### To be done
Can you convert the rows below, from the very first line through the line containing "Query: mountain range", into a numbered list, skipping any blank lines?

───── Dataset rows ─────

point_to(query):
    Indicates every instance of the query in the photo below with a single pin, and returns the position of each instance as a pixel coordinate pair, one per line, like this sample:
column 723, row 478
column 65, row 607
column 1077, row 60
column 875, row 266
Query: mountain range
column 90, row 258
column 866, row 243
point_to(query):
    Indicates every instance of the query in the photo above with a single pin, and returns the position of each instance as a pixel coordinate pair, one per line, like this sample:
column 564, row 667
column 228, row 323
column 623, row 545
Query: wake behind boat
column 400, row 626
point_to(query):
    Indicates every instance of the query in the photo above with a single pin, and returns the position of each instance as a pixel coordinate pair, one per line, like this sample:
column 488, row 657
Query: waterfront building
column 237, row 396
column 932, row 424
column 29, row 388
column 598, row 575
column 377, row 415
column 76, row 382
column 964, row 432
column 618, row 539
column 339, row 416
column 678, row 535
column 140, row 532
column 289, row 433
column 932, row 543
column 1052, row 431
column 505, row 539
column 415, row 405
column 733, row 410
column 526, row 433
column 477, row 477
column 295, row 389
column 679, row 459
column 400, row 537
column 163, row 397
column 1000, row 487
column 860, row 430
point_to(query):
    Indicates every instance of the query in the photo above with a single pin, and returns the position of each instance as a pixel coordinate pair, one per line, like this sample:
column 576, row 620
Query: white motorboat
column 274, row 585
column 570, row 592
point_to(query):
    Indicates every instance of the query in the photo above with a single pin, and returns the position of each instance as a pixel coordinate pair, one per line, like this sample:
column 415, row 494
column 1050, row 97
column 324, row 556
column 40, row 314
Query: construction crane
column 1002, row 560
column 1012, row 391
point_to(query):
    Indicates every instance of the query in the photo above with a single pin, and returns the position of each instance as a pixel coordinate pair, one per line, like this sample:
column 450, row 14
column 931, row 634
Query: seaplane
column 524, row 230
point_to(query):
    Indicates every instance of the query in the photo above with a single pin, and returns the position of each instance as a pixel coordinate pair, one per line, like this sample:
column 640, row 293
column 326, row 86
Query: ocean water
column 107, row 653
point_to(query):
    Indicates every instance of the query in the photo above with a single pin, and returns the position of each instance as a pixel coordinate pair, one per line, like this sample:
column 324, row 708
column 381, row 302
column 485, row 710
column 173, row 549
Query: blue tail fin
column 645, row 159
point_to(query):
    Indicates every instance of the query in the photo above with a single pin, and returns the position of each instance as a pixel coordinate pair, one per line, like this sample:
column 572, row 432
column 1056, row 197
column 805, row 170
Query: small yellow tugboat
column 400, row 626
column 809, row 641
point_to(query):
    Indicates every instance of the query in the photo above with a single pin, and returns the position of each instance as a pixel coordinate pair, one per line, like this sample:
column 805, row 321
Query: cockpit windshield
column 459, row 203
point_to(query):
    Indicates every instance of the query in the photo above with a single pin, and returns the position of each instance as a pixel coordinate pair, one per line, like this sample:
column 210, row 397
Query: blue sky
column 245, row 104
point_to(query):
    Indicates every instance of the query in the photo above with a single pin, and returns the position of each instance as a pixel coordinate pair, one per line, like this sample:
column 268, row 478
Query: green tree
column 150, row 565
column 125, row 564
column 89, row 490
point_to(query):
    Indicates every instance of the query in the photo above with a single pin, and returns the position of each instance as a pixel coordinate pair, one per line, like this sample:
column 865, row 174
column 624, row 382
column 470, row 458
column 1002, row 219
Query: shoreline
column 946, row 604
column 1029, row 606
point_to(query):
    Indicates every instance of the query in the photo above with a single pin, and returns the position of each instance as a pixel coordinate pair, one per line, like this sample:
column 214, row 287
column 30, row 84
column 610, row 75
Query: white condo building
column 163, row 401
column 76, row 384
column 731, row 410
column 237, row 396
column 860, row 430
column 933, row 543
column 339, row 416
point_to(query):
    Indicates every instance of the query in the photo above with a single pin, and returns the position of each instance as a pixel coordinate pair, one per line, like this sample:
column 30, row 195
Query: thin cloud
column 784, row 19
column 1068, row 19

─────

### Answer
1. point_to(query):
2.     Indicates every instance of the query in the photo below with a single pin, and returns the position of each instance as a pixel coordinate pair, one per line, like this sample:
3. column 723, row 478
4. column 65, row 607
5. column 1077, row 60
6. column 875, row 266
7. Query: mountain range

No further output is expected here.